- _EXERCISE REQUIREMENTS_:
List every row below that contains the word "green", copying each such row in full. Only matches with the same capitalization count.

- _GIVEN RECORDS_:
################

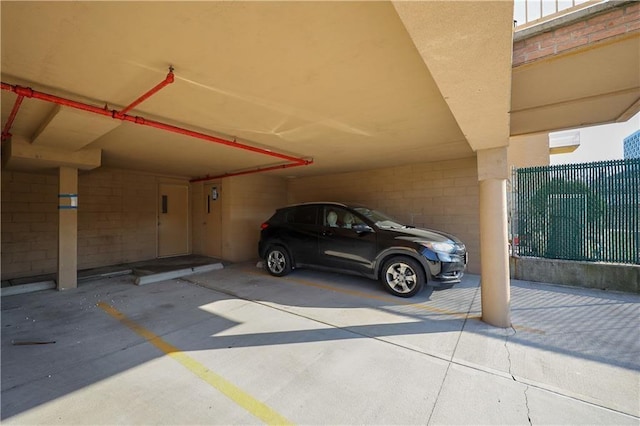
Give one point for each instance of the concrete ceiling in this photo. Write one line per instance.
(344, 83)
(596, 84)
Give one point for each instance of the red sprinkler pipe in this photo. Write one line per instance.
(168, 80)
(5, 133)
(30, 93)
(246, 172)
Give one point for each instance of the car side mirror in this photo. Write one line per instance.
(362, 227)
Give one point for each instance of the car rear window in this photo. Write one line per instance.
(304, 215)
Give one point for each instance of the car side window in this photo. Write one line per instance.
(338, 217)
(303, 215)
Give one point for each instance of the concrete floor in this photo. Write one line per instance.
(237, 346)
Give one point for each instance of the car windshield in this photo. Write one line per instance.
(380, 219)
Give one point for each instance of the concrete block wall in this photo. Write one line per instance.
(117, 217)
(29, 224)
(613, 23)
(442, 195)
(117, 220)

################

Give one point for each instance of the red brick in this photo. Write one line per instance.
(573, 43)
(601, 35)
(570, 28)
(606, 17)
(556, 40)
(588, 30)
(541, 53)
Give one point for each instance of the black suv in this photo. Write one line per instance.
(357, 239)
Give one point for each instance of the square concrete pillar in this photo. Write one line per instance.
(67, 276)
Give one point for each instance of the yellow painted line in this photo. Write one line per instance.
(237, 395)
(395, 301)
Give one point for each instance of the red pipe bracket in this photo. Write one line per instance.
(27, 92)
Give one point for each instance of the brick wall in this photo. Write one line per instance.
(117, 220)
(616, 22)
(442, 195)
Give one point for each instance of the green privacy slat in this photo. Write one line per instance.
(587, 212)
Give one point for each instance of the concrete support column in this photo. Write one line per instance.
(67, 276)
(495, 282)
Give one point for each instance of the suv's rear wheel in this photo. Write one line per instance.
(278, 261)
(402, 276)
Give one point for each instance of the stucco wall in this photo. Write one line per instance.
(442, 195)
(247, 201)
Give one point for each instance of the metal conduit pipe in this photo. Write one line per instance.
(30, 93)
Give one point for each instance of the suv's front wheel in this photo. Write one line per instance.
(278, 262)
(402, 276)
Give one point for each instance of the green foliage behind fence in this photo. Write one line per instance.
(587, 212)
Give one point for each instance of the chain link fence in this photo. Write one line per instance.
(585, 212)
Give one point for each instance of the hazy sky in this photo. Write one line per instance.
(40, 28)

################

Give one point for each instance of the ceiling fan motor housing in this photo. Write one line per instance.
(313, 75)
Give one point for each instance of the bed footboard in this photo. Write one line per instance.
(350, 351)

################

- _TASK RESPONSE_:
Give one point for each instance of the green privacy slat in this photo. Write one line per instance.
Give one point for each instance of the green foliage behind fence in this photo. Write one line per instance.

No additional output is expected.